[[ MATERIAL TO PROCESS, beginning ]]

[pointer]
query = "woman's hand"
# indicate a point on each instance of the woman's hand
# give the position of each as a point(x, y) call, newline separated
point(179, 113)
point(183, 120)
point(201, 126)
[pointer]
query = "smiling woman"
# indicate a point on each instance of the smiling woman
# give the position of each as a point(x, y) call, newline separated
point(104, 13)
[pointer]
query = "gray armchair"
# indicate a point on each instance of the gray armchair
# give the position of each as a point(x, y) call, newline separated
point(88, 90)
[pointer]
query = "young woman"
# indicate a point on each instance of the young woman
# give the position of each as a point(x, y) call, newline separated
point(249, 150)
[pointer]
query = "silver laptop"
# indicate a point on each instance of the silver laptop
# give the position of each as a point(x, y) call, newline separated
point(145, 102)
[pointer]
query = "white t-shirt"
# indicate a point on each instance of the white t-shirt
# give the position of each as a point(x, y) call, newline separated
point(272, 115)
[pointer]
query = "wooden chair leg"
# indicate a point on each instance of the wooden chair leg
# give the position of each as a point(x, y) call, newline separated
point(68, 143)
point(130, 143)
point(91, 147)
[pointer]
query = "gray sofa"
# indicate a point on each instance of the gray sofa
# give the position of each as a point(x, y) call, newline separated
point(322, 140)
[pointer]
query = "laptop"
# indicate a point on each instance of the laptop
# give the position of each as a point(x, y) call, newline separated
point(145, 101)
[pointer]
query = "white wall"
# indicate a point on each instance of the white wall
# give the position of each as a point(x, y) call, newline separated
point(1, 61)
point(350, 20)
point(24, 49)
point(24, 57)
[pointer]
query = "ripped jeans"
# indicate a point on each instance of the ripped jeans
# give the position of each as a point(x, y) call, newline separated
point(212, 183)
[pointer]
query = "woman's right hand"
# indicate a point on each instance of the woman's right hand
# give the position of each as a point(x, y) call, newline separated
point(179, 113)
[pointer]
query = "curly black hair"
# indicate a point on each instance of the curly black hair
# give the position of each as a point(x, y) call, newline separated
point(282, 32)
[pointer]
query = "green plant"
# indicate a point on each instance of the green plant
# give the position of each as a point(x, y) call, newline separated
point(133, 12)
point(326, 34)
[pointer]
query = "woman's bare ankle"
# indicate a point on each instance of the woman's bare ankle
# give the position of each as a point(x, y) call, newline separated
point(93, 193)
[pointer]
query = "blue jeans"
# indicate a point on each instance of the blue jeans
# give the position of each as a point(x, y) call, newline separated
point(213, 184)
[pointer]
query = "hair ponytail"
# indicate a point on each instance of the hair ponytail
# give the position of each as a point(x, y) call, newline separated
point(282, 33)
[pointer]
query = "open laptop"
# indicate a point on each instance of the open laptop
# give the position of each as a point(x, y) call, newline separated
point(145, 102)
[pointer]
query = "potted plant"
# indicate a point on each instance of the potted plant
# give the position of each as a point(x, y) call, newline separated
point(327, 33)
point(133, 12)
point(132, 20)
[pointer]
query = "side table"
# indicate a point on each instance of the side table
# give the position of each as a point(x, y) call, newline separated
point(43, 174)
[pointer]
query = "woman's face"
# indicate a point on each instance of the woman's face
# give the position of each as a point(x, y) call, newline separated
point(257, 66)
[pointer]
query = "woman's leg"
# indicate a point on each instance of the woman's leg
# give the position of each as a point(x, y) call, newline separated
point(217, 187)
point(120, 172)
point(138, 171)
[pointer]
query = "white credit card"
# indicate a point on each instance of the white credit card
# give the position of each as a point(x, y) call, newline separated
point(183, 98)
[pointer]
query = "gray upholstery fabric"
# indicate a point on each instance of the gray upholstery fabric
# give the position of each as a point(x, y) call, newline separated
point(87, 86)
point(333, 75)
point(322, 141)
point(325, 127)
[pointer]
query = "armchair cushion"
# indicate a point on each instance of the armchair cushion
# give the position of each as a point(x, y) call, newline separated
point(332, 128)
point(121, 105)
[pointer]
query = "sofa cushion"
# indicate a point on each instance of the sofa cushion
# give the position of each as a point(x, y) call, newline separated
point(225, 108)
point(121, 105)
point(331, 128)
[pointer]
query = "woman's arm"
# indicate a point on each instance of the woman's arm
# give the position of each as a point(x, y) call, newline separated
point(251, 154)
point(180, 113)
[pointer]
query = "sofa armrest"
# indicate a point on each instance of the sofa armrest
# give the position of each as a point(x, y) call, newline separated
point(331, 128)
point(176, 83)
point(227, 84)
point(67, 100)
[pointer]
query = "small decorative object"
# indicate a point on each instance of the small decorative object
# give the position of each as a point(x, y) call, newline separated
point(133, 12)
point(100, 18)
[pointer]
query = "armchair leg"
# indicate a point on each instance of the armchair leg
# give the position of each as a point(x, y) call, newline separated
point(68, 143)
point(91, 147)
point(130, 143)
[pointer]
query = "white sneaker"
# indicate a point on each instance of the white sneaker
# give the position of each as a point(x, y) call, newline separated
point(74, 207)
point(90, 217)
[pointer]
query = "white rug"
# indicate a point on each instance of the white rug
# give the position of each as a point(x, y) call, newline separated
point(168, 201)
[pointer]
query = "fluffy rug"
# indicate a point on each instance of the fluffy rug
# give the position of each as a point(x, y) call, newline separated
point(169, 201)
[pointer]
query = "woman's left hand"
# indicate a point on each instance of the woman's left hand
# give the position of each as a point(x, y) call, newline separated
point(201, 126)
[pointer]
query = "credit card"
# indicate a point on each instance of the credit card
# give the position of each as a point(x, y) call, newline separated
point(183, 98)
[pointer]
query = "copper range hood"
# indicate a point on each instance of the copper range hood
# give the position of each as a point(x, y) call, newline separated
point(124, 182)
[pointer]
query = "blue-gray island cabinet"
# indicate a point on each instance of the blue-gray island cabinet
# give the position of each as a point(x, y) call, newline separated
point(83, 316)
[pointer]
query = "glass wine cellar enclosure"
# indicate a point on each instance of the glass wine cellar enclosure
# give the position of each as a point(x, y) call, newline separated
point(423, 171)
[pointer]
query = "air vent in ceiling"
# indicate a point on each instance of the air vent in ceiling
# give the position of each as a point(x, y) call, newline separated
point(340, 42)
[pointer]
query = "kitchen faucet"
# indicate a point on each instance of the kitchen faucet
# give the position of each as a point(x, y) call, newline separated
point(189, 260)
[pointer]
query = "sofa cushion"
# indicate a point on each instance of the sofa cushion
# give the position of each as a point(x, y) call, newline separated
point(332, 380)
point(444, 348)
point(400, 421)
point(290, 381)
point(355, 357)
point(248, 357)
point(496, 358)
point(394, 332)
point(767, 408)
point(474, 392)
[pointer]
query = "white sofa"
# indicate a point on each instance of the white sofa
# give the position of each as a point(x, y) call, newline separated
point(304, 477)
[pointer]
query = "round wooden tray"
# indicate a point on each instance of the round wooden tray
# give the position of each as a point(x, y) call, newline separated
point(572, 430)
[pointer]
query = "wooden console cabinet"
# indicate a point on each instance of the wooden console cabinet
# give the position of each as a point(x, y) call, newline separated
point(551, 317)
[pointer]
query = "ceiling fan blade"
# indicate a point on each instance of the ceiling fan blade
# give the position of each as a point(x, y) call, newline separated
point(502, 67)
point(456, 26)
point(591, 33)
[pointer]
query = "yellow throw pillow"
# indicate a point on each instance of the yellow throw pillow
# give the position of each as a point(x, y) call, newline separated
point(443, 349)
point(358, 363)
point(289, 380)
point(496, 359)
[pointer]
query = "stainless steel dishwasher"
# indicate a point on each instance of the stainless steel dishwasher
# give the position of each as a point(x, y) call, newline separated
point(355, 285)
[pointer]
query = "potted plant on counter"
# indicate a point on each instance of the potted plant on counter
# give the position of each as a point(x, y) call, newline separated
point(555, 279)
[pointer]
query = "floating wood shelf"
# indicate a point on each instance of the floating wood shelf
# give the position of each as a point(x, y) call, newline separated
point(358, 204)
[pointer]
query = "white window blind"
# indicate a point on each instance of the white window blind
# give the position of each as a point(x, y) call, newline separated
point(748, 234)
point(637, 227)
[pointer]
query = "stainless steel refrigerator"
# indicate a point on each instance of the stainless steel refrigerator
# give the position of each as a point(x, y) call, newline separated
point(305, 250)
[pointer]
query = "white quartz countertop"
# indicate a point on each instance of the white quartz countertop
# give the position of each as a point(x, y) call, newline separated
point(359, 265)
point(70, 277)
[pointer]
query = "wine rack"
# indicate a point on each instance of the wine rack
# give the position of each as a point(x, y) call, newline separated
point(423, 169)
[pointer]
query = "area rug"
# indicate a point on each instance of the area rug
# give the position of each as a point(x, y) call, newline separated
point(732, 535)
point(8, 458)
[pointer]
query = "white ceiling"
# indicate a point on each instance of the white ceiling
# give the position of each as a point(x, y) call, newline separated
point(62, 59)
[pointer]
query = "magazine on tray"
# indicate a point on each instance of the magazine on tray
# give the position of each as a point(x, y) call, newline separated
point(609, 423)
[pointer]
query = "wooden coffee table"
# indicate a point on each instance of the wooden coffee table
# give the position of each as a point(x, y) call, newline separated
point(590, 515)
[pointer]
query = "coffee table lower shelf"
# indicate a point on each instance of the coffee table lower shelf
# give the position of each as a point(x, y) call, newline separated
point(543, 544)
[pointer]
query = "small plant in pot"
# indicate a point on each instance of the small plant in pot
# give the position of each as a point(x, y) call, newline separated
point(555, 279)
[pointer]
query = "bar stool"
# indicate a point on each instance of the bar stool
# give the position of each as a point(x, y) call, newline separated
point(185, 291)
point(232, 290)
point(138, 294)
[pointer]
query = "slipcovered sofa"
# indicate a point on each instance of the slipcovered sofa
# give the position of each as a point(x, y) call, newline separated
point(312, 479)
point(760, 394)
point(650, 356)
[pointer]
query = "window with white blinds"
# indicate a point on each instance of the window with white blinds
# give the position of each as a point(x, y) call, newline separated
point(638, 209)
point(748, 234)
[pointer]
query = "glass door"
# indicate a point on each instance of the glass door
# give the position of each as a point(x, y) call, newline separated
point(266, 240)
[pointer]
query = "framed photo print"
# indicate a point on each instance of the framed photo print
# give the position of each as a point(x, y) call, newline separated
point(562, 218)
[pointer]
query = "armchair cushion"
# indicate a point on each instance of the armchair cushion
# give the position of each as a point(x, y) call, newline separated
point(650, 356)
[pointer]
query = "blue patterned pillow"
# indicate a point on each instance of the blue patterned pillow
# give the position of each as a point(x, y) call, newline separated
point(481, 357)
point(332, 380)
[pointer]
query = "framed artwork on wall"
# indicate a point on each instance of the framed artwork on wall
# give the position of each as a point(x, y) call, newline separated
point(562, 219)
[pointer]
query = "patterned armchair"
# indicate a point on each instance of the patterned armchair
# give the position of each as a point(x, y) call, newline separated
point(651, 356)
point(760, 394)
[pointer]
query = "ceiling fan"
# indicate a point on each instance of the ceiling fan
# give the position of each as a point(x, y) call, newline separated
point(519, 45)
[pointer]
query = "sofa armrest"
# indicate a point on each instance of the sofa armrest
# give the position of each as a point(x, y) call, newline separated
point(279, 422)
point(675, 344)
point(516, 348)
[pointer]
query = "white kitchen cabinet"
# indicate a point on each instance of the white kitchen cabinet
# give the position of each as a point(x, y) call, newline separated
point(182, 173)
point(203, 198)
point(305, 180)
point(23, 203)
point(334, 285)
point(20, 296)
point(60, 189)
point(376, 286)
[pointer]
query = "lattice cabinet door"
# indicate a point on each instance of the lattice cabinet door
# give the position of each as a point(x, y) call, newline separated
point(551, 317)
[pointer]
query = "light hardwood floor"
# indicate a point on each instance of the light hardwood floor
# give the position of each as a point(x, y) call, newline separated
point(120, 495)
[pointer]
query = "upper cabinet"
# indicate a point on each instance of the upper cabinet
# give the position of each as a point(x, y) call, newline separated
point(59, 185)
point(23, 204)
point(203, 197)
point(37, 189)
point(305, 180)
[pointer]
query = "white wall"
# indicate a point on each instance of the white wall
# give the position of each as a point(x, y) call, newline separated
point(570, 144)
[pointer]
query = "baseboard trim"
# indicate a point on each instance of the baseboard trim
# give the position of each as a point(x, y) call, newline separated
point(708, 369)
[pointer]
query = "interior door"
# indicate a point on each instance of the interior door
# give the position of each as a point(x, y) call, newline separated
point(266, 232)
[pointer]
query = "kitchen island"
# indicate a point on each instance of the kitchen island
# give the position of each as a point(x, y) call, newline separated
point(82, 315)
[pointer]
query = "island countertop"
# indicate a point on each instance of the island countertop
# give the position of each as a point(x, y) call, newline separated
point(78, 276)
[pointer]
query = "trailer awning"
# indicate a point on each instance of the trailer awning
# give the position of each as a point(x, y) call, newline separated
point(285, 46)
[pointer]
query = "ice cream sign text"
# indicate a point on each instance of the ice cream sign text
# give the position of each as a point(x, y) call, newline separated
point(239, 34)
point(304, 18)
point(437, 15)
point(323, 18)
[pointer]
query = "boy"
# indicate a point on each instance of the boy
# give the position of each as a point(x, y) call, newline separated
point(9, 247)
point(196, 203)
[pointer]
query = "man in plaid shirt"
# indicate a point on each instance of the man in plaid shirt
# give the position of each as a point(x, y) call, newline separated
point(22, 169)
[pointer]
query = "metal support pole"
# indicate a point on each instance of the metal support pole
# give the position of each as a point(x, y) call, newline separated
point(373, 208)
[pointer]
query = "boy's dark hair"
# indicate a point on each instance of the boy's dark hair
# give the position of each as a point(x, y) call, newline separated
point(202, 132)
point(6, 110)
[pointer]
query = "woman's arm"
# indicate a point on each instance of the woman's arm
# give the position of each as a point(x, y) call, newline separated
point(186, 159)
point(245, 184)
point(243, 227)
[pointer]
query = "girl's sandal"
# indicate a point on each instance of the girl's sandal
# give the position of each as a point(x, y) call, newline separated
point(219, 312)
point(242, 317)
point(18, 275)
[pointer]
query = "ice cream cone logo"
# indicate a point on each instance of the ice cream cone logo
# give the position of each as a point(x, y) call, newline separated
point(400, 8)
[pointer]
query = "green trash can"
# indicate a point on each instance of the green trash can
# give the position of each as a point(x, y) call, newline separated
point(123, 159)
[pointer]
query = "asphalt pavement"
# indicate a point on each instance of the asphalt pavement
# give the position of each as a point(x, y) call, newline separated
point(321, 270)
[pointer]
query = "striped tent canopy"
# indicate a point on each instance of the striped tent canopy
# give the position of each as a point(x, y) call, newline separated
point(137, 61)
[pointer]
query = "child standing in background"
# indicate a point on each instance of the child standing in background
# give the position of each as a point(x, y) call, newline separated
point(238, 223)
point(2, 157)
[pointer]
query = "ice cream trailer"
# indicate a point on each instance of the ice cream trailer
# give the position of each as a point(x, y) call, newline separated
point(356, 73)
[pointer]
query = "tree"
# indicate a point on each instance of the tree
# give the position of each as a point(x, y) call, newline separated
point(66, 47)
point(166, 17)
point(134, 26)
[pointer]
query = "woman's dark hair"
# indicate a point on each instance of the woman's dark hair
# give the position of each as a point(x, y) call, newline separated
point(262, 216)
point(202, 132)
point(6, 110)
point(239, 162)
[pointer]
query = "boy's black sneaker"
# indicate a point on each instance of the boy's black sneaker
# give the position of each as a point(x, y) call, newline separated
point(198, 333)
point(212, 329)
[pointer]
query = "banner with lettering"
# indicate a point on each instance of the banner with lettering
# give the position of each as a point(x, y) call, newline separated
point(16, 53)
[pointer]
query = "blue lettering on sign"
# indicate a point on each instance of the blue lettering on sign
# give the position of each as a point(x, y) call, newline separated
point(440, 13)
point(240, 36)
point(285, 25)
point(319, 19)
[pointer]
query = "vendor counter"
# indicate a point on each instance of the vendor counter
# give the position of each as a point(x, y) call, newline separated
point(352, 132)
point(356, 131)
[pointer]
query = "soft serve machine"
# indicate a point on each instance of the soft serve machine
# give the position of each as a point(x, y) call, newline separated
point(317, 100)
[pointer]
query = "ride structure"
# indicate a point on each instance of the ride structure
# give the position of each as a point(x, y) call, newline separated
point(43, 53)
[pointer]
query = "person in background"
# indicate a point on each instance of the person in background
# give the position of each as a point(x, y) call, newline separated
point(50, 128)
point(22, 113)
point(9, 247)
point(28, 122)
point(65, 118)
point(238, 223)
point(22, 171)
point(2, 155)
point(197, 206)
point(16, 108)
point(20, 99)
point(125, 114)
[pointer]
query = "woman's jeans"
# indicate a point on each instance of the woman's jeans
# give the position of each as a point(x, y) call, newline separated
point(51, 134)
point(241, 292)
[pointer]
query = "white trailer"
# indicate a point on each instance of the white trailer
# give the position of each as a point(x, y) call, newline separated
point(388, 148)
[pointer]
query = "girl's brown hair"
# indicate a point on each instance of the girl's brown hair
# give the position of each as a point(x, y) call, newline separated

[[ MATERIAL TO PROCESS, end ]]

→ **WORK ITEM**
Examine the entries and report how many of their lines contain the string "refrigerator", giving no more than the number.

→ **EXERCISE SOLUTION**
2